Activities:
• 1. Please answer these from the passage on narcissist behaviors:
(a) Which big narcissist behaviors does it name as the ones that get talked about constantly?
(b) How many smaller behaviors does it say it will cover?
(c) What is the first of those smaller behaviors?
• 2. Extend the passage on narcissist behaviors, picking up right after its final sentence.

Selected passage:

╭──

The big narcissist behaviors get talked about constantly.
The gaslighting. The love bombing. The cycle of devaluation and discard. These are the patterns that fill articles, books, and therapy sessions.
The smaller behaviors do not get the same attention.
But the smaller ones are often the strangest. They are the ones that, in the moment, you cannot quite name as a problem. They sit in the corner of your mind, accumulating, until eventually you realize you have been living inside a long catalog of weirdness that nobody warned you about.
Here are ten of the smaller, weirder things narcissists do that almost never get discussed, and why each one is more revealing than it seems.

#1 Hogging the bathroom for hours
This is one of the earliest patterns to appear in cohabitation, and one of the easiest to dismiss.
The bathroom becomes their kingdom. Hours are spent inside. The door is closed. You are not allowed in.

╰──

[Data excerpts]

╭──

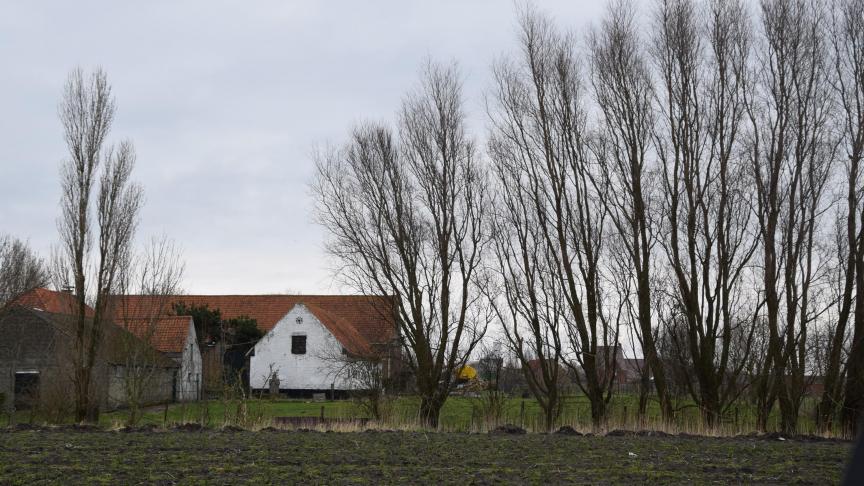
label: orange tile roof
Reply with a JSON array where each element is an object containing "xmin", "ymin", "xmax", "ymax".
[
  {"xmin": 15, "ymin": 288, "xmax": 93, "ymax": 316},
  {"xmin": 115, "ymin": 316, "xmax": 192, "ymax": 353},
  {"xmin": 109, "ymin": 295, "xmax": 397, "ymax": 352}
]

╰──

Answers to the exercise:
• 1.
(a) Gaslighting, love bombing, and the cycle of devaluation and discard.
(b) Ten.
(c) Hogging the bathroom for hours.

• 2.
The image-maintenance work happens in there. The mirror time. The grooming. The careful curation of how they will look when they walk back out.
You learn to schedule your own bathroom needs around theirs. You shower when they are not in there. You brush your teeth quickly. The space stops being shared.
What is happening is that the bathroom is one of the only places in the house where they can fully drop the social mask while preparing the public one. The hours in there are not vanity exactly. They are the daily project of building the version of themselves you and everyone else will see.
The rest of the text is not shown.